Start of Supplied information

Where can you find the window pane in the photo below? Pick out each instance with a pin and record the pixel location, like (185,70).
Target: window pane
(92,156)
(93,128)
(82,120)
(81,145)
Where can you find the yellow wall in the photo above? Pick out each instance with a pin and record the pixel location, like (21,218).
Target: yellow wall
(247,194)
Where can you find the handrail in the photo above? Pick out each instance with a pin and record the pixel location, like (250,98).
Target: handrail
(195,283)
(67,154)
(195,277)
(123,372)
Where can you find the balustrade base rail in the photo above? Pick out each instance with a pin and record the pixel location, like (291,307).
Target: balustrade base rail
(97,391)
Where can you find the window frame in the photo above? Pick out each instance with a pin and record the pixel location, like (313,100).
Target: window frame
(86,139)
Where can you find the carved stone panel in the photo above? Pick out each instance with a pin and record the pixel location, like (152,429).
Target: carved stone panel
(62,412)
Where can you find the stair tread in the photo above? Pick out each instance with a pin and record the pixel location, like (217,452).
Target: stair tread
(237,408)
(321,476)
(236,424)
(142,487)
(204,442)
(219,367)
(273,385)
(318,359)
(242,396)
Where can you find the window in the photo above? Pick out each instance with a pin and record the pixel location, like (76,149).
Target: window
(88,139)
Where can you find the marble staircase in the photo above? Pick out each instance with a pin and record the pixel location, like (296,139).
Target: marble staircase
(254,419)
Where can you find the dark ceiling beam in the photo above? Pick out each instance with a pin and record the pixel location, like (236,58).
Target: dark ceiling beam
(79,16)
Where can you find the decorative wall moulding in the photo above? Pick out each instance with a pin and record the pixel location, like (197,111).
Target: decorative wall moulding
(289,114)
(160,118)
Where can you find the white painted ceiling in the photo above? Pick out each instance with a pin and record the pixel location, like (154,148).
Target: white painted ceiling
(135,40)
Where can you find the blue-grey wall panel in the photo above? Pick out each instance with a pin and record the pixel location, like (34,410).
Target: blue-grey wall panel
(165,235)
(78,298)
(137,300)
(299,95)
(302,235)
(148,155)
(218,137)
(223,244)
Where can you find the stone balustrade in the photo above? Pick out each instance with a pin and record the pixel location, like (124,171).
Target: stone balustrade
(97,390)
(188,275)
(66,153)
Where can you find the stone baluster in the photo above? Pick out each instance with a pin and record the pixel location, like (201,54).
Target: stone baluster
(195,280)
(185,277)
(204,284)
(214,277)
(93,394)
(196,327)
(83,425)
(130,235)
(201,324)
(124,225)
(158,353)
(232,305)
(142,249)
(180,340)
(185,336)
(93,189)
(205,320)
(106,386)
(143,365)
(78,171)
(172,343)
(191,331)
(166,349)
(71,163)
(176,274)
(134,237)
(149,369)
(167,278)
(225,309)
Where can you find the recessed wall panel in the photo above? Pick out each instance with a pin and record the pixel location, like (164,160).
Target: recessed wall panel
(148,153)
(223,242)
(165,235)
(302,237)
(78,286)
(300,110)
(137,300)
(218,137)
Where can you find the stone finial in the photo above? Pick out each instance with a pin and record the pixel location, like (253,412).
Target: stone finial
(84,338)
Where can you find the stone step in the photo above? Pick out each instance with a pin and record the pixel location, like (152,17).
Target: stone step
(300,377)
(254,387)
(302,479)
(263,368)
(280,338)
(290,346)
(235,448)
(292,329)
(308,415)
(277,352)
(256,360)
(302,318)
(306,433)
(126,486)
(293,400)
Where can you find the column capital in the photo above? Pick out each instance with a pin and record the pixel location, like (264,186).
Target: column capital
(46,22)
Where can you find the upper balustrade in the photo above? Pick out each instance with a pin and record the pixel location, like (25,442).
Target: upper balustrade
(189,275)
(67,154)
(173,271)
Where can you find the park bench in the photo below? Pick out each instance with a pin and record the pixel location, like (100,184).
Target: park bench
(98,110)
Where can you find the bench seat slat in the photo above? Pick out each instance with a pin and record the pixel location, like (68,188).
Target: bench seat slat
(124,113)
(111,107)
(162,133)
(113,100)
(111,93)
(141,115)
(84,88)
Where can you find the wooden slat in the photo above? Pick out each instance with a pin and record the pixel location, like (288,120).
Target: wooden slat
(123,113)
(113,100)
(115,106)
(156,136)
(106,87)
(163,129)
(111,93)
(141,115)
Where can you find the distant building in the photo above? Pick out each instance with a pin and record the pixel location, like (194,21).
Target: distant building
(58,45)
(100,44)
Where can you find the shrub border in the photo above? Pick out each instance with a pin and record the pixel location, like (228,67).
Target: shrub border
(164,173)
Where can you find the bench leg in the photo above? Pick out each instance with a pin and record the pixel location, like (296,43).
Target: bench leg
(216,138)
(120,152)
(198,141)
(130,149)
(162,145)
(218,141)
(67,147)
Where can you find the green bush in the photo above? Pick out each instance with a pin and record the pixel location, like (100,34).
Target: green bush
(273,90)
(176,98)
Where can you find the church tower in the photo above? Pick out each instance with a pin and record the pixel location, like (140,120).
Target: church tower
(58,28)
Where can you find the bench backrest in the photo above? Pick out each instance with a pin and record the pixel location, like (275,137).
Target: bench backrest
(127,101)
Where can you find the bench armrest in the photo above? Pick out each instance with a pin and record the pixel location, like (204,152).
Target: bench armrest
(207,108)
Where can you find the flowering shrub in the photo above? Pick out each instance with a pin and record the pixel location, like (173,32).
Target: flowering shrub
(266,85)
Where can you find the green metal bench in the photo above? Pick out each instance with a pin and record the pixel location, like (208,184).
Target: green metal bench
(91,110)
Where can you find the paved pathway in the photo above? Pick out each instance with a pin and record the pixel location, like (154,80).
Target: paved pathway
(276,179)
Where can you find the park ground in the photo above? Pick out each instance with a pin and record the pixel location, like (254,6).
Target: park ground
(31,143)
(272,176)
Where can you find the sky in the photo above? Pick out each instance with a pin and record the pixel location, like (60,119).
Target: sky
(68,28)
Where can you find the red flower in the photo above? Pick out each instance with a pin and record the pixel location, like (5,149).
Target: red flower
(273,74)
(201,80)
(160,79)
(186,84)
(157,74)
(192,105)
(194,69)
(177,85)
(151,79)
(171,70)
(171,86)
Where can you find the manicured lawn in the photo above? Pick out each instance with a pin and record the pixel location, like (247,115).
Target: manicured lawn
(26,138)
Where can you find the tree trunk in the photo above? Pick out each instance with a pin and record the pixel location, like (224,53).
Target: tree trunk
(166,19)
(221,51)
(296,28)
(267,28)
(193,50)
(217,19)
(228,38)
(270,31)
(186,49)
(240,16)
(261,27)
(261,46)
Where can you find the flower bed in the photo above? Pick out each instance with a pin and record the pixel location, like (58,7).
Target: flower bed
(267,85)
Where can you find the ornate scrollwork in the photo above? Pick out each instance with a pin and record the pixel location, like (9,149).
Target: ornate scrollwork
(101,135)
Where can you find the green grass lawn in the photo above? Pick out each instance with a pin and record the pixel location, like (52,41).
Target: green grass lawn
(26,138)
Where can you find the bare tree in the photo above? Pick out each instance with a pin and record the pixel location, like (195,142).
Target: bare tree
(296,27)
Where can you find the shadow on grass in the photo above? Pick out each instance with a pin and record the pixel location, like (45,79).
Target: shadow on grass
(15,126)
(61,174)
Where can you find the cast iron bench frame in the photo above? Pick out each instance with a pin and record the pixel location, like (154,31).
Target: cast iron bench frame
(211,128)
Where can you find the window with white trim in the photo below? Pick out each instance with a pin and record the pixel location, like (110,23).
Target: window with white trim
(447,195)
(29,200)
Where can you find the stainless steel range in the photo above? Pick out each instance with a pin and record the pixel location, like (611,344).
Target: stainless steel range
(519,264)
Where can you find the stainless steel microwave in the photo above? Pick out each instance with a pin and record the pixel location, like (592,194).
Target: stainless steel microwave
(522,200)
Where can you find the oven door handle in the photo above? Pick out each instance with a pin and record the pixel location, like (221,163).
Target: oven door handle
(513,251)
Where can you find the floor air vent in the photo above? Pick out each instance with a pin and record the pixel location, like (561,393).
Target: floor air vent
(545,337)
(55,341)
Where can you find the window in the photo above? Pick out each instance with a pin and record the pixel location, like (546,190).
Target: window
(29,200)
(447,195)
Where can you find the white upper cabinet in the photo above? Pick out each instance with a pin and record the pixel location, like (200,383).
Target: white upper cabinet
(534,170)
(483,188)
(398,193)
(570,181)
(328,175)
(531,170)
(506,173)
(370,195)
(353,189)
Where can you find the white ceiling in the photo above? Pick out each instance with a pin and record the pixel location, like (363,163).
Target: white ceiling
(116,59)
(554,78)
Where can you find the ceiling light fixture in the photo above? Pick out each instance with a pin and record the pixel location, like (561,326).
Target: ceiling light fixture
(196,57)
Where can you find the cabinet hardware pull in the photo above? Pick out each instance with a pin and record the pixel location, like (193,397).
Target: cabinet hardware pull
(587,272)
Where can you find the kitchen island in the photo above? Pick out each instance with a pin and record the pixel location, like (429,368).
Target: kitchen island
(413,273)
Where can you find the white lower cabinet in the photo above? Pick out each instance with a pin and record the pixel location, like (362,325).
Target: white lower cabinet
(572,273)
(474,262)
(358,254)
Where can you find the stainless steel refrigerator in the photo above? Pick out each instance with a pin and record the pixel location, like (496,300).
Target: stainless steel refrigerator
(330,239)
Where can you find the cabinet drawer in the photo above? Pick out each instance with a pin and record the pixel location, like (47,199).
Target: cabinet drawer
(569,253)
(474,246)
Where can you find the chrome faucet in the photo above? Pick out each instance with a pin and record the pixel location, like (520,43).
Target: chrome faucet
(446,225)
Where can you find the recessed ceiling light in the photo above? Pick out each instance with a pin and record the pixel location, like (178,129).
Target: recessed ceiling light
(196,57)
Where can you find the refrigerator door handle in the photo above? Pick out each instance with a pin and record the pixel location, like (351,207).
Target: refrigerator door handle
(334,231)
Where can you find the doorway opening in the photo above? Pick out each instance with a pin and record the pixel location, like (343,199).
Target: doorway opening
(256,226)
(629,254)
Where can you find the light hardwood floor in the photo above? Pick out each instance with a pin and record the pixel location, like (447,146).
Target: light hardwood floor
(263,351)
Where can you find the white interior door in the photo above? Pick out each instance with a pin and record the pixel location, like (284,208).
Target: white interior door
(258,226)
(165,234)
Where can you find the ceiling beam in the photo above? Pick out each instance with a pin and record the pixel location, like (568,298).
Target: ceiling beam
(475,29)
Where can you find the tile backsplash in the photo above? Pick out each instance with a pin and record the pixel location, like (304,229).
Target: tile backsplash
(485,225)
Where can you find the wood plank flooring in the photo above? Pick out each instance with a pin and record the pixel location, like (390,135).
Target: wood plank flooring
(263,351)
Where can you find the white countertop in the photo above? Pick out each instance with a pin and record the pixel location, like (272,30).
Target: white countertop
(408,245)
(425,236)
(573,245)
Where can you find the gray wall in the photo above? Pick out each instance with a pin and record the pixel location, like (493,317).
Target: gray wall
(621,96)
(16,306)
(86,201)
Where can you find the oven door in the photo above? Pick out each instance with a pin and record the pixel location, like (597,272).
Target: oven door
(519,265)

End of Supplied information

**Requirement**
Beginning with the line that contains "Where can you find the light", repeat every line through the end of the records and nothing more.

**Answer to the exercise**
Where can you find the light hardwood floor in the photo above? Pick out each instance with a pin and record the pixel location, like (447,146).
Target: light hardwood floor
(263,351)
Where can you find the white interior door in the photo above? Pick out each instance with a pin and record the pixel location, like (284,208).
Target: white interior door
(258,226)
(165,234)
Where can you find the ceiling beam in the photo above? Pick out each instance with a pin and record the pixel location, like (568,298).
Target: ceiling beam
(475,29)
Where can you find the tile backsplash in the photo above? Pick out each instance with a pin and record the pixel location, like (304,229).
Target: tile backsplash
(485,225)
Where can you find the wood plank flooring in the photo above? Pick out each instance with a pin and record the pixel location, like (390,135).
Target: wood plank flooring
(263,351)
Where can you find the white countertop in the photo above? Pick out each instance with a pin and record the pixel location, like (272,30).
Target: white countertop
(408,245)
(425,236)
(573,245)
Where can you find the gray wall in the photo above? Pick out each instance with a pin and record the pixel location, like (493,317).
Target: gray wall
(621,96)
(16,306)
(86,201)
Where can you find the oven door in the photo above? Pick out each instance with a pin and record the pixel location, like (597,272).
Target: oven door
(519,265)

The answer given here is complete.